Short problem: Print the listing as it stands, omitting all images.

---------- Record excerpts

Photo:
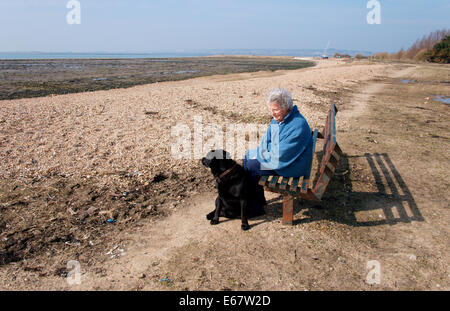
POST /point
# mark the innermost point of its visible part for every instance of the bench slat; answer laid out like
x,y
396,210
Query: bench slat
x,y
263,180
284,183
273,181
294,184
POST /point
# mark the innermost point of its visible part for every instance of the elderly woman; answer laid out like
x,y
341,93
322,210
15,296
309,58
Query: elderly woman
x,y
285,149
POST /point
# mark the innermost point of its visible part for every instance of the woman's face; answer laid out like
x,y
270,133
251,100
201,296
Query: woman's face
x,y
277,112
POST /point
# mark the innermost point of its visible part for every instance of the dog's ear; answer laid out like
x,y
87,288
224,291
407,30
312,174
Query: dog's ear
x,y
206,162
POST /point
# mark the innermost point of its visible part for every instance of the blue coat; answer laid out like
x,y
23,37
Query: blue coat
x,y
287,146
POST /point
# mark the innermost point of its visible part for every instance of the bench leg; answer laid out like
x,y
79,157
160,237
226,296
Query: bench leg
x,y
288,209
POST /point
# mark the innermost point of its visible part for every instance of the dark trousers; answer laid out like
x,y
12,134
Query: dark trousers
x,y
254,167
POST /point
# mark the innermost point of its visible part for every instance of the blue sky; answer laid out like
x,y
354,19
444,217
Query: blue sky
x,y
161,25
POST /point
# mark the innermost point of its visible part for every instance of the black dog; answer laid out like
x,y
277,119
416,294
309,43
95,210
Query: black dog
x,y
235,187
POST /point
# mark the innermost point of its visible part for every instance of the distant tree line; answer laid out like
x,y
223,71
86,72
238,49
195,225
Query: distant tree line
x,y
434,47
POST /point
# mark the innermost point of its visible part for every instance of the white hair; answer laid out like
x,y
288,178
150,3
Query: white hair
x,y
282,97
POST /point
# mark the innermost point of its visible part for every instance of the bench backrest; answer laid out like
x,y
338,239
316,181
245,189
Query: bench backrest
x,y
331,154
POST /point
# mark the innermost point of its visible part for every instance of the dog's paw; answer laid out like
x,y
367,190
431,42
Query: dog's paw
x,y
210,215
245,226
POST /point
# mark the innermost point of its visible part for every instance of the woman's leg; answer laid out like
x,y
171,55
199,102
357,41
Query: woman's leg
x,y
254,168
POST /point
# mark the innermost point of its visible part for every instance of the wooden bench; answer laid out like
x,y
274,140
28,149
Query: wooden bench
x,y
301,187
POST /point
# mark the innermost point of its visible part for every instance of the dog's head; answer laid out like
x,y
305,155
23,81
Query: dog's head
x,y
218,161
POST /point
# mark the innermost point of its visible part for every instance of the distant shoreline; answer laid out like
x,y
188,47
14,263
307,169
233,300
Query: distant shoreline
x,y
25,78
12,55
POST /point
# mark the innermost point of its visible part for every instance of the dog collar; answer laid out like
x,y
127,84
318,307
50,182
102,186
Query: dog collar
x,y
226,172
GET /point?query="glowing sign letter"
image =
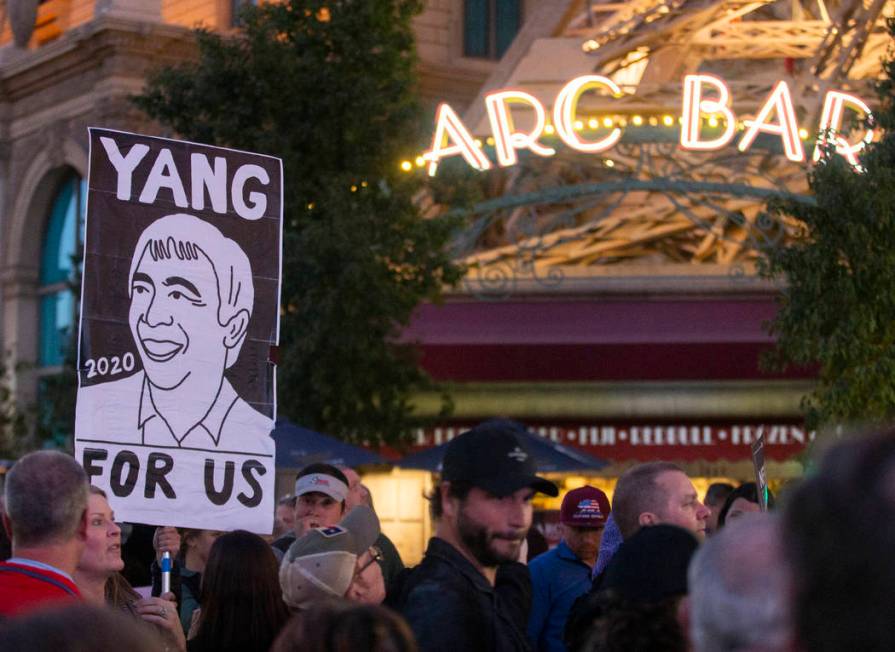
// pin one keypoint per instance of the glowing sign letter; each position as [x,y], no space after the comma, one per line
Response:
[506,139]
[694,105]
[831,120]
[449,127]
[564,113]
[780,101]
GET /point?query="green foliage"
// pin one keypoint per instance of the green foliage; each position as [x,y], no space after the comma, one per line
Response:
[838,309]
[330,88]
[13,426]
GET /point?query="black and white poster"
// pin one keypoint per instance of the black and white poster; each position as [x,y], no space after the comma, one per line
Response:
[179,311]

--------------------

Worked solution:
Photo:
POST /point
# mark the innermost point of its visible part for every instance of the bench slat; answer laid out like
x,y
396,210
Query: bench slat
x,y
263,180
284,183
273,181
294,184
POST /point
# mark the innermost point of its visible part for every instance of the elderly woman; answer laid out like
x,y
341,93
322,210
15,296
309,58
Query: elderly woman
x,y
285,149
POST /point
# mark the innermost point of its visible part for every instance of the woman's face; answer laid out like
x,y
270,133
251,100
201,296
Query: woman's face
x,y
277,112
POST /point
# mark the innermost point of its visible part for every instance of the dog's ear; answer laid out like
x,y
87,288
224,291
407,30
312,174
Query: dog's ear
x,y
206,162
POST /point
# mark the innermost point of its visible part for every instance of the blue coat; answer laid out like
x,y
23,37
Query: blue coat
x,y
287,146
POST /point
# mark the innermost point of its visible part for every instance of the bench leg; answer laid out like
x,y
79,157
160,237
226,296
Query: bench leg
x,y
288,209
POST /point
# mark the innermost point of its visible part for every instance of the dark trousers; answer laid out like
x,y
12,134
Query: dark trousers
x,y
254,167
POST /point
# mark the innermost point of its visible part for every instance of the blue sky; answer laid out like
x,y
354,19
444,217
Query: blue sky
x,y
161,25
POST /point
# mark the innermost point of its visible part for every instance of the black dog; answer laid out like
x,y
277,119
416,294
309,43
95,210
Query: black dog
x,y
235,187
POST /point
# mark the innermost point of its visible part for every instance of the distant tree line; answer laid out like
x,y
223,71
86,72
238,49
195,225
Query: distant tree line
x,y
434,47
POST /point
# mark the innermost point of its visible part for every instance of the white hair; answer laid out like
x,y
288,178
150,3
Query: white hair
x,y
282,97
POST /point
# mark the innermost point of its visible part for every instance of the bench backrest; answer laid out like
x,y
338,239
316,181
245,189
Query: bench backrest
x,y
331,154
POST /point
# mark the innermost point of its visible part for every instance of the dog's paw; answer laid out like
x,y
367,190
431,42
Query: dog's paw
x,y
210,215
245,226
POST /point
# mark the innermost point of its visible part for every instance of the woman's leg; answer laid out like
x,y
171,55
199,102
357,41
Query: woman's leg
x,y
254,168
POST /point
# mark the innermost point of its visible part for every instance of the wooden bench; answer laid out like
x,y
274,140
28,149
Query: wooden bench
x,y
301,187
POST /point
# mark the innermost point of its visible part for every instance of the dog's head; answer laid out like
x,y
305,155
23,81
Query: dog's head
x,y
218,161
POST /point
# mark the innermost point of its visible part for every instance of the distant shoreline; answer laid out like
x,y
188,47
14,263
307,169
233,300
Query: distant shoreline
x,y
25,78
12,55
POST /point
# mark the innermost point of its visible part for every instance of the dog collar; answer laid out like
x,y
127,84
318,307
50,182
102,186
Query: dog collar
x,y
226,172
GET /point?query="glowing sign letter"
image =
// pin one keypoint per instance of the glowing sign letter; each position as [x,y], no space after the comma, one per line
Response:
[506,139]
[694,105]
[831,120]
[449,127]
[564,113]
[780,101]
GET /point?query="green foliage"
// pin one keypoint per instance of the green foliage; each position as [x,y], no space after the comma, one per line
Response:
[838,309]
[330,88]
[13,426]
GET /point?query="black and white poster"
// pin one keypoint per instance of the black and white poster; each position as [x,y], no space after the comma, one per line
Response:
[179,311]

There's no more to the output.